Entries taken from a collection
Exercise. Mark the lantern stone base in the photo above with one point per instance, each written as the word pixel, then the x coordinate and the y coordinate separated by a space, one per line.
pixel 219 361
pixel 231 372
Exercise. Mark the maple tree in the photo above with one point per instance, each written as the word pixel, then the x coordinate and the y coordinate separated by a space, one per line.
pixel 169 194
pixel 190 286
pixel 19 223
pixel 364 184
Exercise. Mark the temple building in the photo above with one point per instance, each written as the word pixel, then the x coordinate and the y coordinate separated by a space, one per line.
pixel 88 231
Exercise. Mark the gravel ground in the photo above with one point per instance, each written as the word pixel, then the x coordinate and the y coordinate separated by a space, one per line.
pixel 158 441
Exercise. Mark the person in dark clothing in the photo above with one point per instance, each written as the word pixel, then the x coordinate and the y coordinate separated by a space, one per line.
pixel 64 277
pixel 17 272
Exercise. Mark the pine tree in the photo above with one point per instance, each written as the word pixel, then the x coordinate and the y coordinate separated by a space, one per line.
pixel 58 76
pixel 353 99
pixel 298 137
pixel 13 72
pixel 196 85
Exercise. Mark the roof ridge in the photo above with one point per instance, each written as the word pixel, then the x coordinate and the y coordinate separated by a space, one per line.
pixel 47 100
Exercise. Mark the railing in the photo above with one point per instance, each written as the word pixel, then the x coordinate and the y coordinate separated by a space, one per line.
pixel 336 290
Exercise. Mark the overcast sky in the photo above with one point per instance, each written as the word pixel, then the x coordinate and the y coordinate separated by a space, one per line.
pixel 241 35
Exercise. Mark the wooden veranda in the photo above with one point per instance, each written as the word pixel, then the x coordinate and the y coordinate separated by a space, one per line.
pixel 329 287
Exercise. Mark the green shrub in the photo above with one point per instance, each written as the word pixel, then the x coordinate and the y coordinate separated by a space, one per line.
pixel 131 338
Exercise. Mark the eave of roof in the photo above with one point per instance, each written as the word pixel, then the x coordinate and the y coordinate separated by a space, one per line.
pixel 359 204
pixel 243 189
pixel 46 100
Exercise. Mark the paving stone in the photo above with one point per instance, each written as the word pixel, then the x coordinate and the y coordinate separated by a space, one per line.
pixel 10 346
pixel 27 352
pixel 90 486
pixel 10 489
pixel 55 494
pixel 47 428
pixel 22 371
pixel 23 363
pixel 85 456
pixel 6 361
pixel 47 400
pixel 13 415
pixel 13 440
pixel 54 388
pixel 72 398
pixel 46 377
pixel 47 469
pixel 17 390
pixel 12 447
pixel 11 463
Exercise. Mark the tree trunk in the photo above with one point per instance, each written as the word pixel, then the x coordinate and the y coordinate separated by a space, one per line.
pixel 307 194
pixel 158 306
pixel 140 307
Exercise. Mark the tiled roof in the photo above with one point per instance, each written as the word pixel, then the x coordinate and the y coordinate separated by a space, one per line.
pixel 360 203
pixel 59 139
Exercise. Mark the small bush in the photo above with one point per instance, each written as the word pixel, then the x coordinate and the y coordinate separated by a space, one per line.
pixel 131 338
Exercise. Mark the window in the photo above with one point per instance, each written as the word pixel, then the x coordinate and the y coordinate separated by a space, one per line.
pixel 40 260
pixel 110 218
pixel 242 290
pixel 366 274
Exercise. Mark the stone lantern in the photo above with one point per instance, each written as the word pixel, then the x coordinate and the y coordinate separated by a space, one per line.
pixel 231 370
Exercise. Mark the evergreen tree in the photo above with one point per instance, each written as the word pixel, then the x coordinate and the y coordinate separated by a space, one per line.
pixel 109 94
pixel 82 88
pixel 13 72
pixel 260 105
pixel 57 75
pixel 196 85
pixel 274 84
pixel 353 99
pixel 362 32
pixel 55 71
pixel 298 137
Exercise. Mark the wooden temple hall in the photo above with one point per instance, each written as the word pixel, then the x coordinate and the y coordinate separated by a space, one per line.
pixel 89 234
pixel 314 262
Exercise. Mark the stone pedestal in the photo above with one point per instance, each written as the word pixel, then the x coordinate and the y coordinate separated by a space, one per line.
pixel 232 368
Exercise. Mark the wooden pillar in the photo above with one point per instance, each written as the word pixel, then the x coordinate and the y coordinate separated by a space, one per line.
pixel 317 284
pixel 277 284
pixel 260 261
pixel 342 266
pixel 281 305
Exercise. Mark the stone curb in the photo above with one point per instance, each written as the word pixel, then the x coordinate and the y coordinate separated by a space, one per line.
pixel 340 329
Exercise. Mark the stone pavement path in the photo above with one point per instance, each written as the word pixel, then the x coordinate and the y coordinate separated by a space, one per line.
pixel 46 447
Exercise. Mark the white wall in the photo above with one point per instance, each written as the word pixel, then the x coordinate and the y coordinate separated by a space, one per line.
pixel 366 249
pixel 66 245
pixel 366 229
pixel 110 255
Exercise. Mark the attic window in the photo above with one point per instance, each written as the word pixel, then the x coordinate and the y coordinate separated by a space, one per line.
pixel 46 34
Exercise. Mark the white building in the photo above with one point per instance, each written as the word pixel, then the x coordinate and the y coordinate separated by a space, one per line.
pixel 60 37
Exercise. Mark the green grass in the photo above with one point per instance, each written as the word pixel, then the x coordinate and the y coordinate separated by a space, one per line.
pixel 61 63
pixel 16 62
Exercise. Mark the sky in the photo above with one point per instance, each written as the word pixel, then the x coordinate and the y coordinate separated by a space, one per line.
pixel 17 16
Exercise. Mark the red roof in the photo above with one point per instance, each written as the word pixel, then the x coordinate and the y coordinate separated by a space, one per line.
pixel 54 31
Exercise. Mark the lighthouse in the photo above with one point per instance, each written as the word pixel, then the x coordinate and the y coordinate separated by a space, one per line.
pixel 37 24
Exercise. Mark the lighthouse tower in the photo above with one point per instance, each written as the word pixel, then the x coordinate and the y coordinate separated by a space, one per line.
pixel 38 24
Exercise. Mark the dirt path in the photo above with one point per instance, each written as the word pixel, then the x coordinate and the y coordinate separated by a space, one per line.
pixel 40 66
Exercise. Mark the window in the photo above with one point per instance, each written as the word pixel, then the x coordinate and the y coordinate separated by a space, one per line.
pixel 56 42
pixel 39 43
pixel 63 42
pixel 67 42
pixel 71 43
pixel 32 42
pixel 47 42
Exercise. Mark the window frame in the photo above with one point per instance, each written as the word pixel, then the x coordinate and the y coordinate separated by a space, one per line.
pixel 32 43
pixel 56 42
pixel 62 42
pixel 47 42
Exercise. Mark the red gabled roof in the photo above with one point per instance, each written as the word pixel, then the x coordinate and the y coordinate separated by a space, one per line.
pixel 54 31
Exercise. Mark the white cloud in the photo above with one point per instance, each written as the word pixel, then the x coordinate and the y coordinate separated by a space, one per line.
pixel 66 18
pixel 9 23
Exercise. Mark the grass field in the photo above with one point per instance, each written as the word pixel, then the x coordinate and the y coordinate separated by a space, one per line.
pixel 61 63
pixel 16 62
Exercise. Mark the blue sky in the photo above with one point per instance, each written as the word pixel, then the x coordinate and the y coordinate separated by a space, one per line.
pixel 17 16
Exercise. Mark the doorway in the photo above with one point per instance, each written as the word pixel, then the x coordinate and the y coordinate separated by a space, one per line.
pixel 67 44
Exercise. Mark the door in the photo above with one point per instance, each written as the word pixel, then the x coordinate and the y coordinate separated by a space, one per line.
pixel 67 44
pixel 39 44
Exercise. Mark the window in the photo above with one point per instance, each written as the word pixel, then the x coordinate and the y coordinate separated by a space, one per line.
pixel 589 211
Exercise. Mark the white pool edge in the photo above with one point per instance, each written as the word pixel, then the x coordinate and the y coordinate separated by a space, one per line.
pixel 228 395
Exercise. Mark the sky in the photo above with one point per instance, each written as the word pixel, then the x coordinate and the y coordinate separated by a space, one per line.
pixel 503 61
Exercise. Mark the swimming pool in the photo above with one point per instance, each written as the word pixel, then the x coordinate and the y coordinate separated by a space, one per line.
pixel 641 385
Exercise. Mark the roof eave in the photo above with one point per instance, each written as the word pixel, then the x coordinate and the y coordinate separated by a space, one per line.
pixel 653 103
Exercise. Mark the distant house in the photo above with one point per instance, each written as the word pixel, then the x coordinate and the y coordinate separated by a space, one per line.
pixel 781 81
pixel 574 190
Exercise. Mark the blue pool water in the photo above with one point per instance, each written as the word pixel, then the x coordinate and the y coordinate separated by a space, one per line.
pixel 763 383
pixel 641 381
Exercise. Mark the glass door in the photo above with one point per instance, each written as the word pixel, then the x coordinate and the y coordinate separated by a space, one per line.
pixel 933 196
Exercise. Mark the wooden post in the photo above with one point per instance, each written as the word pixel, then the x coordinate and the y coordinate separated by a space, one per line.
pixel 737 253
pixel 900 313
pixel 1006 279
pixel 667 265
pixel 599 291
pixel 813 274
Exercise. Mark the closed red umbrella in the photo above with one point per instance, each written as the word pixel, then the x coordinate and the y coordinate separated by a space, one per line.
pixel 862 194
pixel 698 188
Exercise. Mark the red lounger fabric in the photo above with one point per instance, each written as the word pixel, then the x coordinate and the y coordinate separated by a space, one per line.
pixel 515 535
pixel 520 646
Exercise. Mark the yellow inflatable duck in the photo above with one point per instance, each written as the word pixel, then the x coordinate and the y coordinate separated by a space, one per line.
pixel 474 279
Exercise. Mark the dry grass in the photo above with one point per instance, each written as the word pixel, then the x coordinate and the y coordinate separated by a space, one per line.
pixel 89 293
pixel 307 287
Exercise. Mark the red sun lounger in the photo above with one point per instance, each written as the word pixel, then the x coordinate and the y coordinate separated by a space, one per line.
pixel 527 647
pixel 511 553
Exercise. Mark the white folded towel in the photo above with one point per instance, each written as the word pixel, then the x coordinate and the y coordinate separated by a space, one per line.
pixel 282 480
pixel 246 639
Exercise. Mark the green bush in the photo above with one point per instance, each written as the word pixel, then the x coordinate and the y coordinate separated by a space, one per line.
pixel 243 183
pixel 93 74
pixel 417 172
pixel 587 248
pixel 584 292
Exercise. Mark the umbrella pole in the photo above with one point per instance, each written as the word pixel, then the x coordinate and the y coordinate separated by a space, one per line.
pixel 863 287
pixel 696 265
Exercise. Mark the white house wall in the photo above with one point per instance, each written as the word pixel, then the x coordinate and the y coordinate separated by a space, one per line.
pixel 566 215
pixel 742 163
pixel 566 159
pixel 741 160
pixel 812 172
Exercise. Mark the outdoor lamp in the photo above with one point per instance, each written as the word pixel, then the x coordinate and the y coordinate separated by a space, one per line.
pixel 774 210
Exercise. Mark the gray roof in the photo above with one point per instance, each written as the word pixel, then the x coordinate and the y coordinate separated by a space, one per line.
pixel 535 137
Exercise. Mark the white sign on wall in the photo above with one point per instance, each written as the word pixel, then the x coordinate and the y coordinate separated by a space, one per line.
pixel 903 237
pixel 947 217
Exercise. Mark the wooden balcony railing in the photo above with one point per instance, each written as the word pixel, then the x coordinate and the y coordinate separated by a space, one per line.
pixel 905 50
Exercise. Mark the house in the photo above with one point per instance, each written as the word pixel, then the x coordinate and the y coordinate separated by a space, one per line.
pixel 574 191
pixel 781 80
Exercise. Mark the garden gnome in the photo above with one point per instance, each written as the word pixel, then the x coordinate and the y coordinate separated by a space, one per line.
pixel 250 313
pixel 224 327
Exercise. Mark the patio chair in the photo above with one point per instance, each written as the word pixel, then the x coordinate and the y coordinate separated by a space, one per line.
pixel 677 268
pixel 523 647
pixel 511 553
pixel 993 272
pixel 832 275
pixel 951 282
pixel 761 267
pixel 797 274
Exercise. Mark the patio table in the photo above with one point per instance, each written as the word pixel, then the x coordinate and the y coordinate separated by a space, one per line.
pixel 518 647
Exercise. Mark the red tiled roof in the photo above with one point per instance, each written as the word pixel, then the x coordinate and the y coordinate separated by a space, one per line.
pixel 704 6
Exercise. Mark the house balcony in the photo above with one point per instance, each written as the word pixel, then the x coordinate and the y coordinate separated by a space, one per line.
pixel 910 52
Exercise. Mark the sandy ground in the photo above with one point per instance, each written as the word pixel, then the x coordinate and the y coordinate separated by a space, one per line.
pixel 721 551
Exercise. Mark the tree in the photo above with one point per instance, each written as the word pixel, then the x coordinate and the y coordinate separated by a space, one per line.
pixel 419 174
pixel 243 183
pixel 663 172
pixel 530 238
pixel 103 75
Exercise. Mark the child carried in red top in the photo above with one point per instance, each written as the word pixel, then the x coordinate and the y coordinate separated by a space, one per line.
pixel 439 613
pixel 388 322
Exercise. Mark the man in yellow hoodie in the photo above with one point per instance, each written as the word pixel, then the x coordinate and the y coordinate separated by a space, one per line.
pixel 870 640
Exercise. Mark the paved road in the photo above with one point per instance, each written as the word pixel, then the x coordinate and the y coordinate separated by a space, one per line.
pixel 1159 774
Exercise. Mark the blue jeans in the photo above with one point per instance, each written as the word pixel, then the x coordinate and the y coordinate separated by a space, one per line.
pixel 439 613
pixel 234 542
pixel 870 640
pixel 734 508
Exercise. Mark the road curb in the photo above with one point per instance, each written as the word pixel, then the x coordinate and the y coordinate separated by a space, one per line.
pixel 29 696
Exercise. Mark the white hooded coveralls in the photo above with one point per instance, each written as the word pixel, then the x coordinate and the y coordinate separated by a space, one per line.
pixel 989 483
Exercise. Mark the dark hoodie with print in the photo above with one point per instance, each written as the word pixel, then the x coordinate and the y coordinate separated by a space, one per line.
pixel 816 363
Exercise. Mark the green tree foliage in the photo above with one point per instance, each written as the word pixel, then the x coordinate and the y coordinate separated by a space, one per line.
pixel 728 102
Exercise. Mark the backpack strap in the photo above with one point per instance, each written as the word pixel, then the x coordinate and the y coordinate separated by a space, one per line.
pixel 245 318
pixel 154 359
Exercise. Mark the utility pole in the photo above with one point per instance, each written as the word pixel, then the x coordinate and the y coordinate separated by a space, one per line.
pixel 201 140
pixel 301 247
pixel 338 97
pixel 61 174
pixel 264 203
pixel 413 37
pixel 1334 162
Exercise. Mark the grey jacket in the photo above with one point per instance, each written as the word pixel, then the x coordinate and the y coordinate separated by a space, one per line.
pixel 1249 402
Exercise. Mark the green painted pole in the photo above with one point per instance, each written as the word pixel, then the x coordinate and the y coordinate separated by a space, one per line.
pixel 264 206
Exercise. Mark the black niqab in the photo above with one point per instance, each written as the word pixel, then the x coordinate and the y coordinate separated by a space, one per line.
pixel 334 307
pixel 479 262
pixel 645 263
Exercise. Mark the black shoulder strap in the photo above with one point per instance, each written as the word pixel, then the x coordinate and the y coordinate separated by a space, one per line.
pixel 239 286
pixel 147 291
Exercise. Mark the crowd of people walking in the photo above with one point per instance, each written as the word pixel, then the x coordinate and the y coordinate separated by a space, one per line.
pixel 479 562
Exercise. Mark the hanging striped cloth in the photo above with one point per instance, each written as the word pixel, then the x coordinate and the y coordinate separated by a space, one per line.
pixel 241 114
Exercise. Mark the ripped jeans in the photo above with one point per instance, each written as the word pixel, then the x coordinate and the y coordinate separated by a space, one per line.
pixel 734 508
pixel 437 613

**Work to be completed:**
After locating the line with "Exercise. Mark the black niqab" in the records above, please set down that line and all later ones exactly, and no other line.

**Answer to this task:**
Exercise. Mark the black niqab in the photo above with one point per instance, each written as the word pixel, then the x coordinate and the y coordinate separated by a space, one per line.
pixel 334 307
pixel 479 262
pixel 645 263
Exercise. Mark the black shoulder strap in the photo above with one point per instance, each written as the word pixel, then the x coordinate and the y coordinate separated by a space, one per line.
pixel 239 286
pixel 147 291
Exercise. Mark the crowd of people walking in the photo above with one point per instance, each written as the word pixel, then the x coordinate and the y coordinate separated by a space, one per line.
pixel 479 562
Exercise. Mark the hanging striped cloth in the photo above with one point per instance, each written as the word pixel, then the x coordinate and the y coordinate separated by a space, one per line.
pixel 241 114
Exercise. Mark the ripped jeans in the photo above with one point per instance, each written as the word pixel, then the x coordinate and the y coordinate separated by a space, one per line.
pixel 734 508
pixel 437 613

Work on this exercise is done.